:: EXERCISE ::
Switch "chimney" to "smokestack" in the stretch of the listing from the line containing "AR gaming overlay — tag every yellow building" through the line containing "[677,37,684,90]", then write out those lines again with everything else left as is.

[Stored data entries]
···

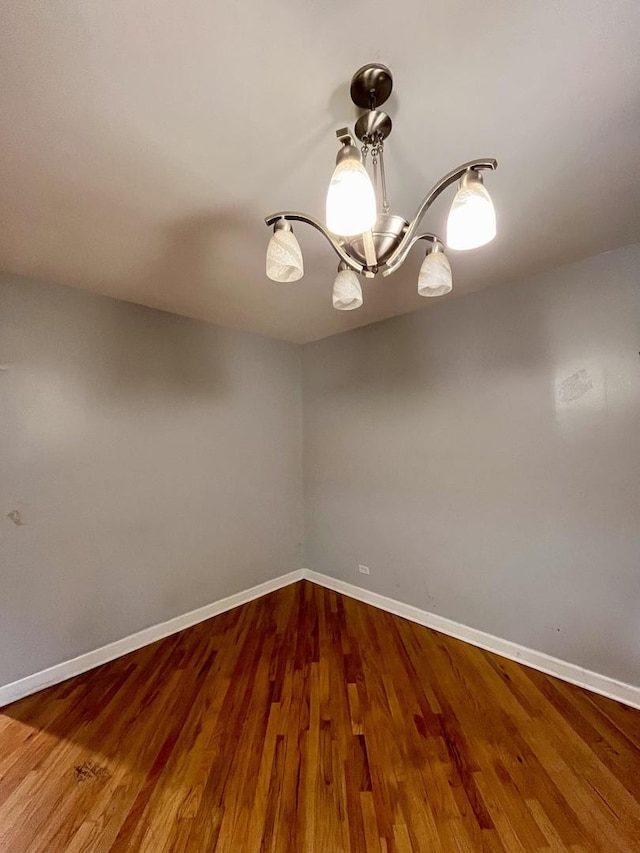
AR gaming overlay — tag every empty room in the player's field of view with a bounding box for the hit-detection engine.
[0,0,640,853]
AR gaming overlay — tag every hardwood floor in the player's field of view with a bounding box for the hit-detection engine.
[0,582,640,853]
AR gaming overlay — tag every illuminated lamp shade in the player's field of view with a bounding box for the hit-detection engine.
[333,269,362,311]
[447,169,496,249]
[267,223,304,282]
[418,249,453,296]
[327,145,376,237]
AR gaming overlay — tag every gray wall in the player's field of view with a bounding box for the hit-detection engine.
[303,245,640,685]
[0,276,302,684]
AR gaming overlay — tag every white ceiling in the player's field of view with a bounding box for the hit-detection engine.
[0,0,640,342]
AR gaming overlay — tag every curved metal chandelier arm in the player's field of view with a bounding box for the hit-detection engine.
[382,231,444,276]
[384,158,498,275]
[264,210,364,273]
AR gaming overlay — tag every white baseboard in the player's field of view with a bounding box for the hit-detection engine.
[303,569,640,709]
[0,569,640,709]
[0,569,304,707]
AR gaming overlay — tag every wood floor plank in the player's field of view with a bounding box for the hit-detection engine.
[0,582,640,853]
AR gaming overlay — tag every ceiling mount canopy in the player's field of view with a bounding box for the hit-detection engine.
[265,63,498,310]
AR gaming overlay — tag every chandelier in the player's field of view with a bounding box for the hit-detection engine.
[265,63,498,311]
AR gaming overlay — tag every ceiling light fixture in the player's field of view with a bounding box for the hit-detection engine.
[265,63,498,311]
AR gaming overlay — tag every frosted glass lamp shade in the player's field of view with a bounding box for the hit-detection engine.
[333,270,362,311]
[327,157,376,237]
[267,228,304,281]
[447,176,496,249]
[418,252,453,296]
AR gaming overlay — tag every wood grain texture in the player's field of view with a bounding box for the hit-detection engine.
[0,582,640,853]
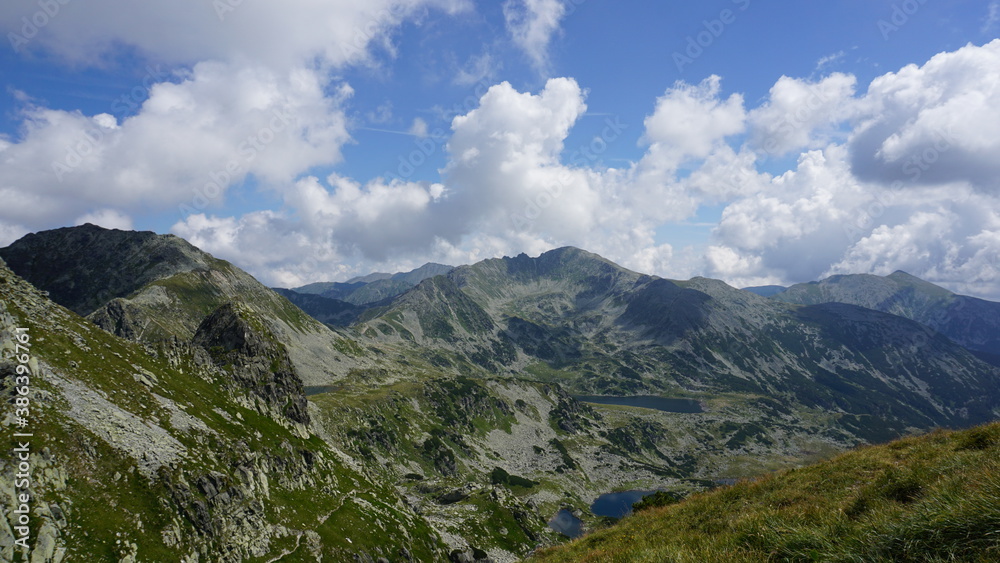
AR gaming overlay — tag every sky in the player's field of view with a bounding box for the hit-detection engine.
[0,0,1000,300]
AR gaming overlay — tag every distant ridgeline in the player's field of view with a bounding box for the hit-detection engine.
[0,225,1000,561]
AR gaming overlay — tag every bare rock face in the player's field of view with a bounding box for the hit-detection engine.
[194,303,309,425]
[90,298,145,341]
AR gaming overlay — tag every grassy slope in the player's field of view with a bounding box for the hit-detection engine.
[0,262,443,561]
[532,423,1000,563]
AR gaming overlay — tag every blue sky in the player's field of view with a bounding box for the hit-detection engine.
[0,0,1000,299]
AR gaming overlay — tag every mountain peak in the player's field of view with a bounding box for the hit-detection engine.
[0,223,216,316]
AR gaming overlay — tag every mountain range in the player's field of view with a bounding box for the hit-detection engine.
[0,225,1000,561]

···

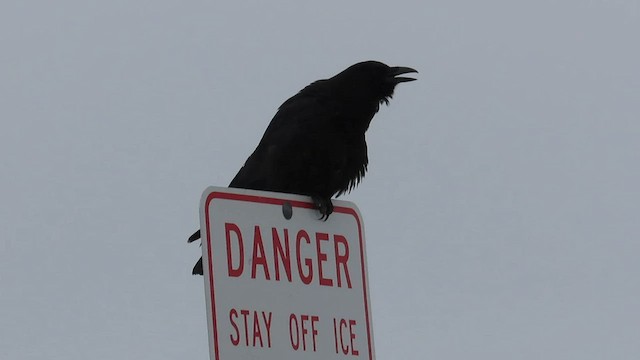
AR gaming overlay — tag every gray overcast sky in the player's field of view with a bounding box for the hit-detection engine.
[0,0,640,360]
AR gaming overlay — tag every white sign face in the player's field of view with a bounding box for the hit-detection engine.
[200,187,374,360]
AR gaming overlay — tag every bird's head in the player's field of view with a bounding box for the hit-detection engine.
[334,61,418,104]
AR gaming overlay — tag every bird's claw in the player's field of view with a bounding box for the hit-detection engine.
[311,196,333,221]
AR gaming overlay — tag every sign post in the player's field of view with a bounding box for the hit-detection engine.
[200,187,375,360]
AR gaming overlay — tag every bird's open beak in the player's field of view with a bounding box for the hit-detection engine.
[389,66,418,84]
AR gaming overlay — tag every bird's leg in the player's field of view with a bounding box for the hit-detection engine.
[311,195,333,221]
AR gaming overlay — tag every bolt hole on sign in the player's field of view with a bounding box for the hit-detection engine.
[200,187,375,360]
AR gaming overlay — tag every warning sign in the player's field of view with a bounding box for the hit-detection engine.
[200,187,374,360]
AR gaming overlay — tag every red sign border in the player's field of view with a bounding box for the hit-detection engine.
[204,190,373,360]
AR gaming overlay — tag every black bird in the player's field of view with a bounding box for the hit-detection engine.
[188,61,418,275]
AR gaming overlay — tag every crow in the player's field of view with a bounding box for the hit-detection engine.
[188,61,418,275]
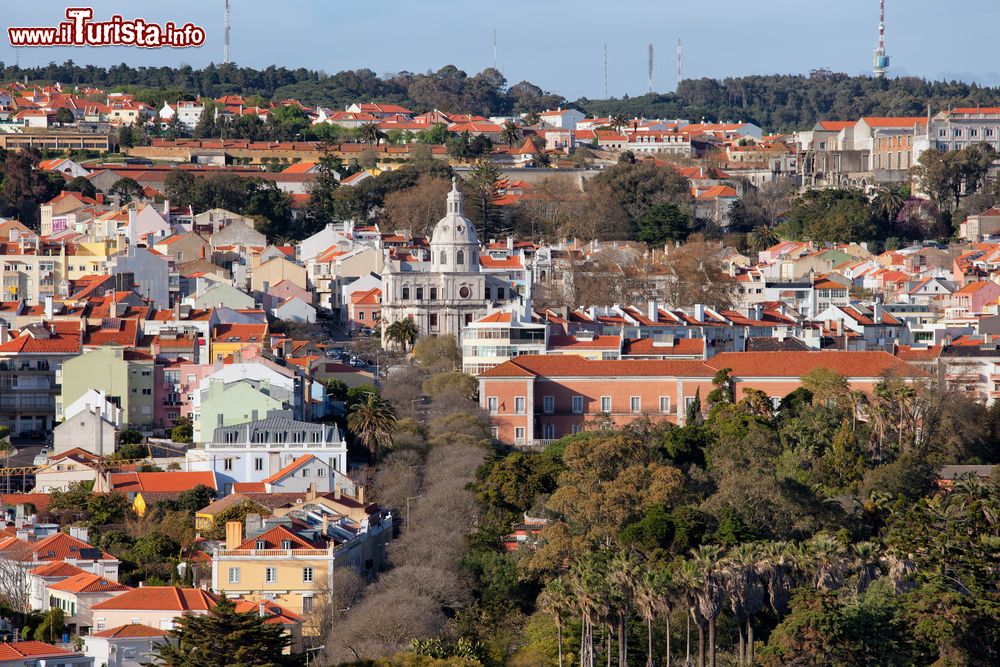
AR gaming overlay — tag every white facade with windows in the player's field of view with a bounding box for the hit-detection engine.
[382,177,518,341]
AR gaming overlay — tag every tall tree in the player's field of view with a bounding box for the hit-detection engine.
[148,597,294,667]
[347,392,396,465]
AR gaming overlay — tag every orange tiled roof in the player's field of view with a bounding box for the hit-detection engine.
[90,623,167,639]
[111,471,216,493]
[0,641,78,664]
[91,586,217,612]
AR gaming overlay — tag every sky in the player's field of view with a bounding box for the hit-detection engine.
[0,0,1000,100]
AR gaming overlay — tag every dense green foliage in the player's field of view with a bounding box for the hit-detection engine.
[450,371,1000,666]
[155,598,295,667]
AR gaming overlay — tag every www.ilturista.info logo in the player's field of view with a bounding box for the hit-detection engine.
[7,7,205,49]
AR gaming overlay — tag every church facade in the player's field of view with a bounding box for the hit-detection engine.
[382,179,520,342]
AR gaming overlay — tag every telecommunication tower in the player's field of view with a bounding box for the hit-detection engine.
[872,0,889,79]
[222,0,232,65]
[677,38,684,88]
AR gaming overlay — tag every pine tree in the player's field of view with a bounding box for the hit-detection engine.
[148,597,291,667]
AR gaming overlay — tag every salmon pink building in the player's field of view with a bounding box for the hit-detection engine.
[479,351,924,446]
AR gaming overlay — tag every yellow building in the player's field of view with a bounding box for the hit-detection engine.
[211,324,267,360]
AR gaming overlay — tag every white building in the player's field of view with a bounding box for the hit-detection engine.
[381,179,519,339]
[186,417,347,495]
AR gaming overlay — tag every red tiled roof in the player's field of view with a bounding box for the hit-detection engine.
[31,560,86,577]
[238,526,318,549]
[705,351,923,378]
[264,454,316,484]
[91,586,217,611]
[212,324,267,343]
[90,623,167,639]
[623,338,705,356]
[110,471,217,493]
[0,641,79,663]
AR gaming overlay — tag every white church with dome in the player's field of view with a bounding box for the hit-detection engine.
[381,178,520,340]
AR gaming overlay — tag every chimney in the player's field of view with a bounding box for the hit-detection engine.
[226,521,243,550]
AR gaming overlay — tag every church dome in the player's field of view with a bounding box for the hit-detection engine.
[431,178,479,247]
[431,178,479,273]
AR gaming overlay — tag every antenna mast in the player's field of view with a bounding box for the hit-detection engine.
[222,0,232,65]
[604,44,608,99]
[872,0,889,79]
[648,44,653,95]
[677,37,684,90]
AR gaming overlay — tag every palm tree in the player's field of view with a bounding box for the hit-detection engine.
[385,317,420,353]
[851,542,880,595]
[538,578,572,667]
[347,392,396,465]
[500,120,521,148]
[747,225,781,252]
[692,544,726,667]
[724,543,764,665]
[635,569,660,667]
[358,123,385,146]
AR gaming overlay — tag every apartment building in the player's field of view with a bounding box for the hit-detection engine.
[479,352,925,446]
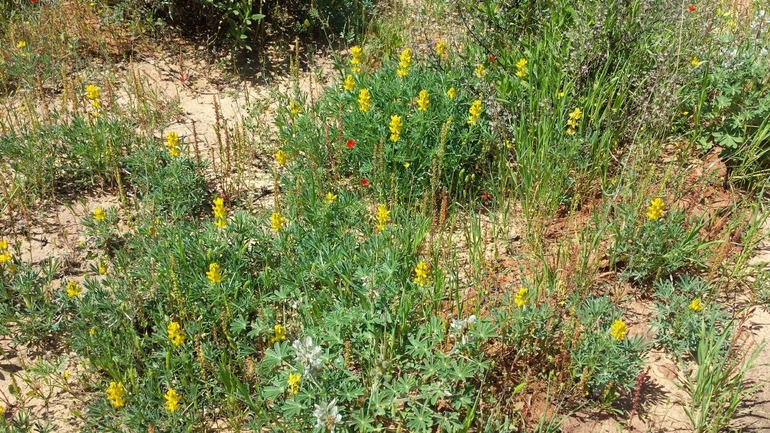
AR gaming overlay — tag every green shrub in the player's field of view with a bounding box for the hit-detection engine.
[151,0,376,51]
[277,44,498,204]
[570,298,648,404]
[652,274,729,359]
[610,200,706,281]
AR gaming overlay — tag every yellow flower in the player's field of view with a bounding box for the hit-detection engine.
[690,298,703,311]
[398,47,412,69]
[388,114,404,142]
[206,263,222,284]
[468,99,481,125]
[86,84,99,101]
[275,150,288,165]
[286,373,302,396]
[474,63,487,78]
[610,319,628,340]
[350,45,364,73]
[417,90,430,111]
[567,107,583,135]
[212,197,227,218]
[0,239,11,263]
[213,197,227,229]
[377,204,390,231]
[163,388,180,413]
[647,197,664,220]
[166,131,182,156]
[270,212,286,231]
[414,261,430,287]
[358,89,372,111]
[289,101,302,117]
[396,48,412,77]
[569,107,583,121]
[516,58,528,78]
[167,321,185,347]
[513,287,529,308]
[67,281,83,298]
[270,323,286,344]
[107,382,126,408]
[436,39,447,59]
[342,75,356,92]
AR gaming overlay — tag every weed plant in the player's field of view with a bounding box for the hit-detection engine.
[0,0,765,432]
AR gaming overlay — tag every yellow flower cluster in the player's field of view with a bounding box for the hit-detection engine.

···

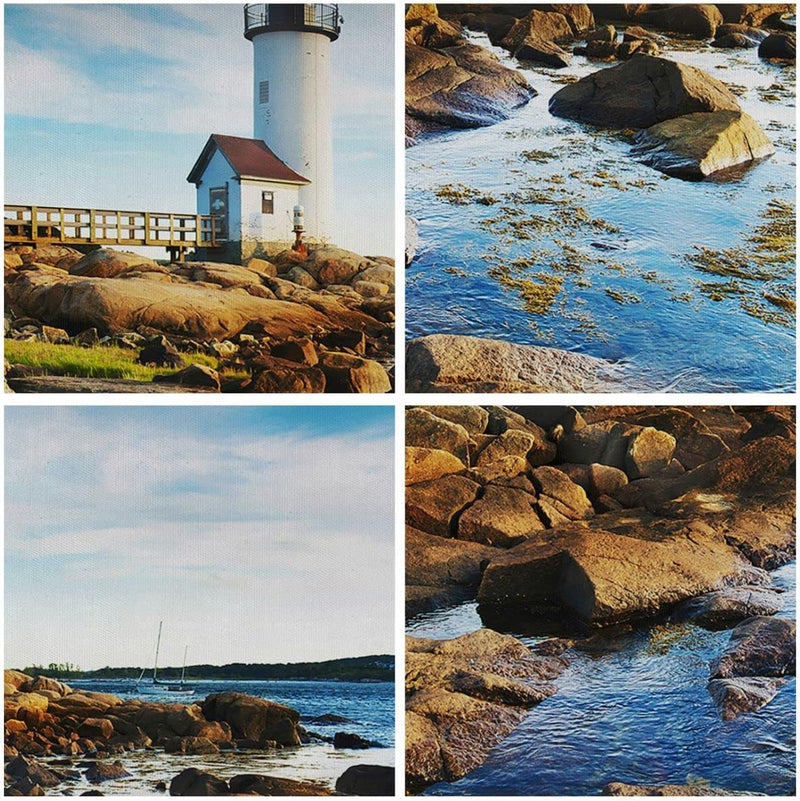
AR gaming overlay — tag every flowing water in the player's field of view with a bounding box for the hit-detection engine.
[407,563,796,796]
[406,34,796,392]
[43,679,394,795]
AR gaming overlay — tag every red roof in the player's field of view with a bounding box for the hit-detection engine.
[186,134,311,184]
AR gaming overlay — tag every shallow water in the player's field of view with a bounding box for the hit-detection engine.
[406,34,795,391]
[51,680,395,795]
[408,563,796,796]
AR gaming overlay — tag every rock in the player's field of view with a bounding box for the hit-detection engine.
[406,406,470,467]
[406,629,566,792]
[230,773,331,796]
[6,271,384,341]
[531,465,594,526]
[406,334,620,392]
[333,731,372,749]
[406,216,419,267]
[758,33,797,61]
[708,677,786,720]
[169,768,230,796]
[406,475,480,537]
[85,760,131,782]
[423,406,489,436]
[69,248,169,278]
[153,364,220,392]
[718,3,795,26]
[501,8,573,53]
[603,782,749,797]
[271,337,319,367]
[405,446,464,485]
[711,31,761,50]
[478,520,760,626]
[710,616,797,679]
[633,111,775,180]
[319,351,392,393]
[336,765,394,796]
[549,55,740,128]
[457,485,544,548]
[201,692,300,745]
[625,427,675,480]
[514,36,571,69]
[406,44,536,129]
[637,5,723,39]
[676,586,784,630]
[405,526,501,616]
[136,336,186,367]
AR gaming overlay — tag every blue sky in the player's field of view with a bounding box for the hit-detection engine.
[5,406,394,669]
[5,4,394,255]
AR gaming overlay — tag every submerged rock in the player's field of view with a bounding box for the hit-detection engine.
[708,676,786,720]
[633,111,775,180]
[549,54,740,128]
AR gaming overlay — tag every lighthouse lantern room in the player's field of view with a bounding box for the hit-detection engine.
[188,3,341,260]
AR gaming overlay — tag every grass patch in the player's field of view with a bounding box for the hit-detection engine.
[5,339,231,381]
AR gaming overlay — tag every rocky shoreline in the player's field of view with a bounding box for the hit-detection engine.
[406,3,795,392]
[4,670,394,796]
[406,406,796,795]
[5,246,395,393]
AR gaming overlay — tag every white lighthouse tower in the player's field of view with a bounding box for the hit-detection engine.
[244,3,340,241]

···

:: SOLUTION TO THE PROBLEM ::
AR gaming overlay — tag every yellow building in the player's field of view with a bounding box for the hit-detection engine.
[211,324,267,360]
AR gaming overlay — tag every white building in the player's field of view with a bounding box for the hit-detection engine.
[381,179,519,339]
[186,417,347,495]
AR gaming overlay — tag every red tiled roof in the player's field of view with a bounding box for the hit-detection engine.
[31,560,86,577]
[238,526,318,549]
[705,351,923,378]
[264,454,316,484]
[91,586,217,611]
[212,324,267,343]
[90,623,167,639]
[623,338,705,356]
[110,471,217,493]
[0,641,79,663]
AR gaming overlay — tag every white church with dome in the player's field of view with a bounding box for the hit-detection engine.
[381,178,520,340]
AR gaming overlay — tag every smokestack in the player's field of view with a bounding box for the hit-detection engine.
[226,521,243,550]
AR gaming overlay — tag every church dome in the player's field of view with a bounding box for the hit-detection engine.
[431,178,479,247]
[431,178,479,273]
AR gaming overlay — tag every antenna mast in the player's field of view with a bounding box for the hit-detection engine.
[222,0,232,65]
[604,44,608,99]
[872,0,889,79]
[648,44,653,95]
[677,37,684,90]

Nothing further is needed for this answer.